**DIRECTION:**
Rewrite the lines below, replacing each "marker" with "pin" and leaving everything else the same.

(Source data)
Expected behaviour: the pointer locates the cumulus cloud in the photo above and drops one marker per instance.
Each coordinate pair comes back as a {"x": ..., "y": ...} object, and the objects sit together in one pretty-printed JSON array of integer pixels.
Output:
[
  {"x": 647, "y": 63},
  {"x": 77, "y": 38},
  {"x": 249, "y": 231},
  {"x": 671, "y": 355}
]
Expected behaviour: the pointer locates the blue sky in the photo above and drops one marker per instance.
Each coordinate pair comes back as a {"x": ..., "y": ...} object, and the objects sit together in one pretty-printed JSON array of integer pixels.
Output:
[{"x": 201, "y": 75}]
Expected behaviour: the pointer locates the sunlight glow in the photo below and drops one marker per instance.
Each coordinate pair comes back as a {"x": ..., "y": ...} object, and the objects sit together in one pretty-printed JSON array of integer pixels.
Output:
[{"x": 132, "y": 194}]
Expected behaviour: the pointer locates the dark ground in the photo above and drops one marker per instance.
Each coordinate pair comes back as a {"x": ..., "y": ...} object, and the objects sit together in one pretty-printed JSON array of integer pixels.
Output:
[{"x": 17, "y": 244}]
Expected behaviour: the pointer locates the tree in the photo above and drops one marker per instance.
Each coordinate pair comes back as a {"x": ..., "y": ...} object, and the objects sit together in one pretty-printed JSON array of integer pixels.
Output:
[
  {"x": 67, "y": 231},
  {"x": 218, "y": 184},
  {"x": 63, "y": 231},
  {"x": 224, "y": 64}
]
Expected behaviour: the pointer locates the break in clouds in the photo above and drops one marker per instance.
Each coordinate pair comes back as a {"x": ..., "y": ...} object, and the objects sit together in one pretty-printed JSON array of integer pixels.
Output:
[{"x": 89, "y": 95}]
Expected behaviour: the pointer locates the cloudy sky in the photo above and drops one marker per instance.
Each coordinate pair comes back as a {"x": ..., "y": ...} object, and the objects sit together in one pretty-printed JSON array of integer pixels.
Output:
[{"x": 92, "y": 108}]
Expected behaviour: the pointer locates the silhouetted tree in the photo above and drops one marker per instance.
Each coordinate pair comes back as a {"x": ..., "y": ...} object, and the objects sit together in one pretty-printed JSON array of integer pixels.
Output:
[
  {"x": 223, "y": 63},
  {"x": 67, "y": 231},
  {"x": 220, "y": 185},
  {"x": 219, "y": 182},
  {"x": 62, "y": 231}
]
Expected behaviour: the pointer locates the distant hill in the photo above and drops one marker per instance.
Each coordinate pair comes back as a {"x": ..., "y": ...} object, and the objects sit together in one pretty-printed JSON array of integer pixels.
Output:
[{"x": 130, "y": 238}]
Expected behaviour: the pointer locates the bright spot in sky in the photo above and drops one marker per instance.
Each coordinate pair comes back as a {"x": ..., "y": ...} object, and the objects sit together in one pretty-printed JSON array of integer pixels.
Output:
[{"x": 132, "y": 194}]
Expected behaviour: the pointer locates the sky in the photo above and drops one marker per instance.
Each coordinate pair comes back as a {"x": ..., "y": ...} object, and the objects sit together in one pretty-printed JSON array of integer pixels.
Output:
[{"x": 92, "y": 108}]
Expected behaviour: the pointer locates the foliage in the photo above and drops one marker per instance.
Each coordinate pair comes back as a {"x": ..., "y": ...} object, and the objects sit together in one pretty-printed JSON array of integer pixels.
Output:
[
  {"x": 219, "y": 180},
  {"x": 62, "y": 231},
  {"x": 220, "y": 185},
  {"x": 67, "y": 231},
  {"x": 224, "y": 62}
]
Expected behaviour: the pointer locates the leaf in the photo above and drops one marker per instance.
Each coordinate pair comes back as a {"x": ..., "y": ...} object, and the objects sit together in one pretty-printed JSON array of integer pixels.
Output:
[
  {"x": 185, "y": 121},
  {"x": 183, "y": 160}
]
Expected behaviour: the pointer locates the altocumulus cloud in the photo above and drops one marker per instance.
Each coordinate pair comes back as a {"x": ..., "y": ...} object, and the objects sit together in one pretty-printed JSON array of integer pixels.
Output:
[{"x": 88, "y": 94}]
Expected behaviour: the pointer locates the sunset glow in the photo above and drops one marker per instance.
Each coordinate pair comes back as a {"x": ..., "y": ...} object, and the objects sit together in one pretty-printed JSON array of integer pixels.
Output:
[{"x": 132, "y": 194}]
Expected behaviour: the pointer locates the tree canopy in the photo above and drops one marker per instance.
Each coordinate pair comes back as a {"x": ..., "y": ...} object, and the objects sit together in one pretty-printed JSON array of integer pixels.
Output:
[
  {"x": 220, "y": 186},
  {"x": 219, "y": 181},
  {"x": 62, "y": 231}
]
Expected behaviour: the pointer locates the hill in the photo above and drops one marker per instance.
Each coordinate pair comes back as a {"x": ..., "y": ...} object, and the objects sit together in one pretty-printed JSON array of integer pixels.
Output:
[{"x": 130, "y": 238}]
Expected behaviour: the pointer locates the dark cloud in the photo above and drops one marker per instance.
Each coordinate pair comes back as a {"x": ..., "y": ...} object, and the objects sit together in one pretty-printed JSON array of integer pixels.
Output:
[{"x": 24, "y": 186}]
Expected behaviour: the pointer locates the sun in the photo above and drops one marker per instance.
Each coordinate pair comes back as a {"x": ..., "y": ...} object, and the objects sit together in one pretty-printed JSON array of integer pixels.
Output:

**OUTPUT OF THE TASK:**
Expected behaviour: the pointer locates the cumulus cloud in the photo above and drops one pin per instance.
Each coordinate pair comes back as a {"x": ..., "y": ...} object, and the objects sit together in one pretty-printed JSON array of integer pixels.
Output:
[
  {"x": 647, "y": 63},
  {"x": 77, "y": 38},
  {"x": 249, "y": 231},
  {"x": 671, "y": 355}
]
Expected behaviour: the pointer locates the blue sky in the photo above and drops one pin per instance.
Each coordinate pair comes back as a {"x": ..., "y": ...} object, and the objects sit together in one pretty-printed JSON array of integer pixels.
Output:
[{"x": 201, "y": 75}]
Expected behaviour: the pointer locates the sunlight glow in the photo below and drops one pin per instance.
Each coordinate pair comes back as a {"x": ..., "y": ...} object, and the objects sit together in one pretty-printed JSON array of integer pixels.
Output:
[{"x": 132, "y": 194}]
Expected behaviour: the pointer locates the dark ground in the photo above and drops one pin per instance.
Each coordinate pair comes back as a {"x": ..., "y": ...} object, and the objects sit together in one pretty-printed JSON array of integer pixels.
Output:
[{"x": 17, "y": 244}]
Expected behaviour: the pointer locates the tree in the photo above and drops one pin per instance.
Each coordinate pair comes back as a {"x": ..., "y": ...} object, and the objects sit together in one pretty-printed JSON array of integer pixels.
Output:
[
  {"x": 67, "y": 231},
  {"x": 218, "y": 184},
  {"x": 63, "y": 231},
  {"x": 224, "y": 64}
]
Expected behaviour: the pointer locates the break in clouds in the photo above and drops one pin per instance.
Each coordinate pair comes back as a {"x": ..., "y": ...} object, and the objects sit together in one pretty-printed JSON array of integer pixels.
Output:
[{"x": 89, "y": 95}]
Expected behaviour: the pointer locates the cloudy sky in the photo above and drops one pin per instance.
Each coordinate pair comes back as a {"x": ..., "y": ...} object, and the objects sit together in one pretty-printed JSON array of integer pixels.
Output:
[{"x": 92, "y": 108}]
Expected behaviour: the pointer locates the silhouetted tree in the photo above and drops one pin per instance.
Each coordinate pair comes back as a {"x": ..., "y": ...} object, and the objects sit together in one pretty-printed JSON array of integer pixels.
Output:
[
  {"x": 223, "y": 63},
  {"x": 67, "y": 231},
  {"x": 220, "y": 185},
  {"x": 219, "y": 182},
  {"x": 62, "y": 231}
]
Expected behaviour: the pointer locates the distant hill in the photo above and drops one pin per instance.
Each coordinate pair comes back as a {"x": ..., "y": ...} object, and the objects sit together in one pretty-printed JSON array of integer pixels.
Output:
[{"x": 130, "y": 238}]
Expected behaviour: the pointer locates the bright spot in sky in the photo above and drops one pin per instance.
Each coordinate pair comes back as a {"x": ..., "y": ...} object, and the objects sit together in one pretty-printed JSON array of integer pixels.
Output:
[{"x": 132, "y": 194}]
Expected behaviour: the pointer locates the sky in the photo above and drops one pin per instance.
Each coordinate pair comes back as a {"x": ..., "y": ...} object, and the objects sit together in one pretty-printed JSON array of integer pixels.
Output:
[{"x": 92, "y": 108}]
Expected behaviour: the pointer locates the foliage in the photo above and drops one pin per instance.
Each coordinate pair comes back as a {"x": ..., "y": ...} object, and the objects sit together in one pretty-printed JSON array of integer pixels.
Output:
[
  {"x": 219, "y": 180},
  {"x": 62, "y": 231},
  {"x": 220, "y": 185},
  {"x": 67, "y": 231},
  {"x": 224, "y": 62}
]
Expected behaviour: the pointer locates the leaf in the photo above and drops one pin per instance.
Each coordinate pair comes back as a {"x": ..., "y": ...} object, and the objects sit together in one pretty-printed JSON array of integer pixels.
Output:
[
  {"x": 185, "y": 121},
  {"x": 183, "y": 160}
]
Expected behaviour: the pointer locates the altocumulus cloud in the photo above and drops one pin per instance.
Each coordinate pair comes back as a {"x": ..., "y": ...} object, and the objects sit together in one pretty-printed JSON array of integer pixels.
Output:
[{"x": 88, "y": 94}]
Expected behaviour: the pointer locates the sunset glow in the photo above and drops one pin per instance.
Each coordinate pair comes back as a {"x": ..., "y": ...} object, and the objects sit together in one pretty-printed JSON array of integer pixels.
Output:
[{"x": 132, "y": 194}]
Expected behaviour: the pointer locates the tree canopy in the photo above and drops one pin per instance.
Each coordinate pair comes back as a {"x": ..., "y": ...} object, and the objects sit together in one pretty-printed JSON array of integer pixels.
Output:
[
  {"x": 220, "y": 186},
  {"x": 219, "y": 181},
  {"x": 62, "y": 231}
]
Expected behaviour: the pointer locates the hill in the photo above and drops one pin per instance.
Each coordinate pair comes back as a {"x": ..., "y": ...} object, and the objects sit together in one pretty-printed JSON array of integer pixels.
Output:
[{"x": 130, "y": 238}]
Expected behaviour: the pointer locates the dark cloud in the photo above and drops one pin per instance.
Each coordinate pair comes back as a {"x": ..., "y": ...} object, and the objects sit together in one pretty-printed JSON array of integer pixels.
Output:
[{"x": 24, "y": 186}]
Expected behaviour: the pointer locates the sun in the photo above and drops one pin per instance.
Each coordinate pair comes back as a {"x": ..., "y": ...} object, and the objects sit together in one pretty-printed JSON array of integer pixels.
Output:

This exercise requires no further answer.